Beginning with the line that contains "Target: tapered table leg", transcribe every line down to the end of the entries, exactly, and no other lines.

*** Opening of Raw data ***

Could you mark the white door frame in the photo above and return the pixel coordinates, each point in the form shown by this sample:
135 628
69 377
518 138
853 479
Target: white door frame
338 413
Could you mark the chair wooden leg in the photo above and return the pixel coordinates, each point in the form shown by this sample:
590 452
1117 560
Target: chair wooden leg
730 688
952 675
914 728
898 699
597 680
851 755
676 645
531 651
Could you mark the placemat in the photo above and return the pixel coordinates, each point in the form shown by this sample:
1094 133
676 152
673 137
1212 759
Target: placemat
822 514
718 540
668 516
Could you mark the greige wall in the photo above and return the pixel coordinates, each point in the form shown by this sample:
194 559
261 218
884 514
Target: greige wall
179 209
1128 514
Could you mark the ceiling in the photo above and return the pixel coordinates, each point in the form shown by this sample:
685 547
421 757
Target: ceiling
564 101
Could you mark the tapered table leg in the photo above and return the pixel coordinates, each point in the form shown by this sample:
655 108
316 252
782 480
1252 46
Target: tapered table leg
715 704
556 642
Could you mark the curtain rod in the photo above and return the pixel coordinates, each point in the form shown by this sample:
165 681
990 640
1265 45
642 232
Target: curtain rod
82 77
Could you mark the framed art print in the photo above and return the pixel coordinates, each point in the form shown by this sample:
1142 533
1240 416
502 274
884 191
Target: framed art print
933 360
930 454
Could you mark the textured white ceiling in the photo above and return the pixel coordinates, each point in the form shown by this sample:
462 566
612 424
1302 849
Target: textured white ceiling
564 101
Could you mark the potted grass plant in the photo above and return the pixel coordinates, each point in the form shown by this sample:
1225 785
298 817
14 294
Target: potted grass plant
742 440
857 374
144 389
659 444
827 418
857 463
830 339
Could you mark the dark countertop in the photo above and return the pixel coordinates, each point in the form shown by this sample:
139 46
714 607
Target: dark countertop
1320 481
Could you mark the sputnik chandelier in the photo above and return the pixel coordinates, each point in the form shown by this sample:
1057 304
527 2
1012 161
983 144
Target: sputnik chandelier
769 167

*** Close of Raw data ***

• [Solution to this exercise]:
Target: tapered table leg
715 704
556 642
Could you mark the curtain rod in the photo above and return the pixel coordinates, each point in the form shown by this sample:
165 681
990 640
1265 45
642 232
Target: curtain rod
82 77
Could you mark the framed art print in the photo above and return the pixel coordinates, each point in the form shown by this sample:
1142 533
1240 416
502 274
884 191
Target: framed art print
933 360
930 454
Could you mark the textured white ceiling in the photo above and return the pixel coordinates, each point in the form shown by this sample:
462 566
612 424
1302 849
Target: textured white ceiling
564 101
Could you mark the potted grass plant in the photo above and return the pixel coordinates, each point in the form shown by this sample:
1225 785
298 817
14 294
Target: potted grass plant
742 440
857 374
144 389
659 444
827 418
857 463
830 339
Could you mark the dark countertop in the photo above and return the pixel coordinates, each point in the form shown by this sample:
139 46
714 607
Target: dark countertop
1320 481
Could you mark the sputnik chandelier in the photo above and return the pixel coordinates, each point in the form shown by this sample:
1057 304
527 2
1012 161
983 144
Target: sputnik chandelier
769 167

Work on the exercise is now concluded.